### TASK TO CARRY OUT
Print the passage of the asthma article below that opens with the words containing "This can cause" and closes with "passages is changed.". Copy it word for word.

### DOCUMENT EXCERPT
....

The following was originally published at healthcentral.com/asthma on 12/13/13
1. You must live with your rescue inhaler. Most asthma experts recommend that every asthmatic have access to an asthma rescue inhaler, such as albuterol, at all times. This means that every time you leave your house you must remember to take your inhaler with you.
The nice thing is that inhalers are small and compact, and easily fit into a pocket or purse. The down side, and hence the consequence, is you can never (or at least should never) leave home without it. This is a consequence for 100 percent of asthmatics.
2. You must take your asthma controller medicine every day. Asthma controller medicine is meant to decrease inflammation in your lungs, and prevent your body from responding to your asthma triggers, such as dust mites, cockroach urine, molds, fungus, etc.
If you forget to take this medicine, you increase your body's susceptibility of responding to your asthma triggers. When exposed to your triggers without your medicine on board, you are more likely to have an asthma attack.
This is a consequence for 100 percent of asthmatics who are prescribed asthma controller medicines.
3. You may develop some degree of anxiety. A study performed by the Department of Psychiatry and Behavioral Sciences at the University of Washington at Seattle found that as many as 25 percent of asthmatics have anxiety issues, even when they are feeling well.
According to the experts who performed the study, there’s still a lot of unknowns about the link. For instance, no one knows why it occurs or what effect it has on your asthma. However, by working with your doctor you should be able to maintain good control of both your asthma and your anxiety.
4. You may develop stomach trouble. In order to treat an acute attack, physicians often prescribe systemic corticosteroids. While this is often necessary to decrease inflammation in your lungs, it may also result in side effects, such as irritation of your stomach lining.
This can cause short-term problems such as indigestion, and long-term problems, such as peptic ulcers. This can also lead to an increased risk for gastrointestinal reflux disease, or GERD. This is when stomach contents can be regurgitated and swallowed.
GERD may trigger an acute asthma attack, and may also cause chronic lung scarring, thus worsening asthma. However, by working with your doctor, you should be able to prevent acute episodes of asthma, and thus prevent the need of using systemic steroids.
5. You may develop lung scarring. Perhaps the most severe consequence of asthma is lung scarring. This is when the tissue lining your air passages becomes thicker. Some refer to such lung scarring as airway remodeling because the lining of the air passages is changed.
This change, by the way, is permanent, and there is no treatment for it. This can be caused by GERD, but more likely it’s caused by constant, prolonged, and untreated asthma attacks.
The 10 percent of asthmatics who end up with lung scarring will always have some degree of chronic shortness of breath. However, because there are better asthma treatment options today as compared to 20 years ago, those who develop this consequence of asthma should be on the decline.
Until there is a cure for asthma, all asthmatics will have to carry a rescue inhaler, and many others will be forced to take asthma controller medicines on a daily basis. However, with asthma experts constantly learning more about this disease, and this wisdom leading to better treatment options, the other consequences of asthma are steadily on the decline.

....

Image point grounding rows
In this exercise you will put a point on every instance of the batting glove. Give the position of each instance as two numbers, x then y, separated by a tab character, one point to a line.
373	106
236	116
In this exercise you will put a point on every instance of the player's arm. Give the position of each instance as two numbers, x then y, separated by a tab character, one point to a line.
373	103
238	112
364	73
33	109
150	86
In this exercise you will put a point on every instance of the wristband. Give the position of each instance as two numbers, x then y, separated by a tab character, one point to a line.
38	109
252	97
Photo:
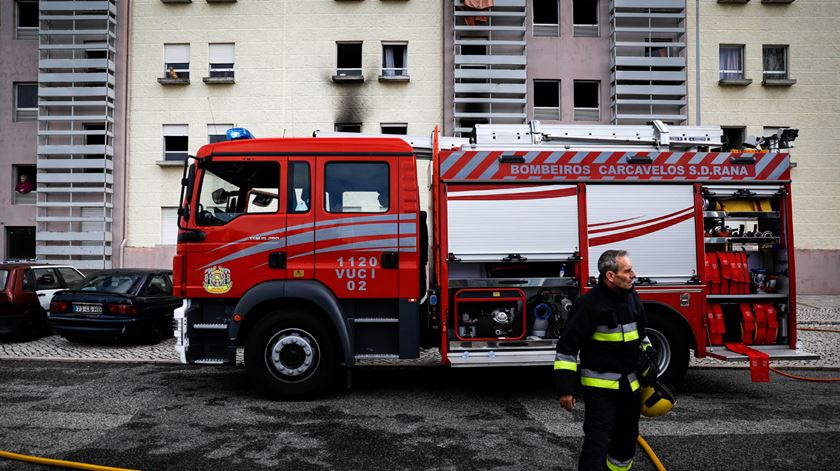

....

### RESPONSE
This can cause short-term problems such as indigestion, and long-term problems, such as peptic ulcers. This can also lead to an increased risk for gastrointestinal reflux disease, or GERD. This is when stomach contents can be regurgitated and swallowed.
GERD may trigger an acute asthma attack, and may also cause chronic lung scarring, thus worsening asthma. However, by working with your doctor, you should be able to prevent acute episodes of asthma, and thus prevent the need of using systemic steroids.
5. You may develop lung scarring. Perhaps the most severe consequence of asthma is lung scarring. This is when the tissue lining your air passages becomes thicker. Some refer to such lung scarring as airway remodeling because the lining of the air passages is changed.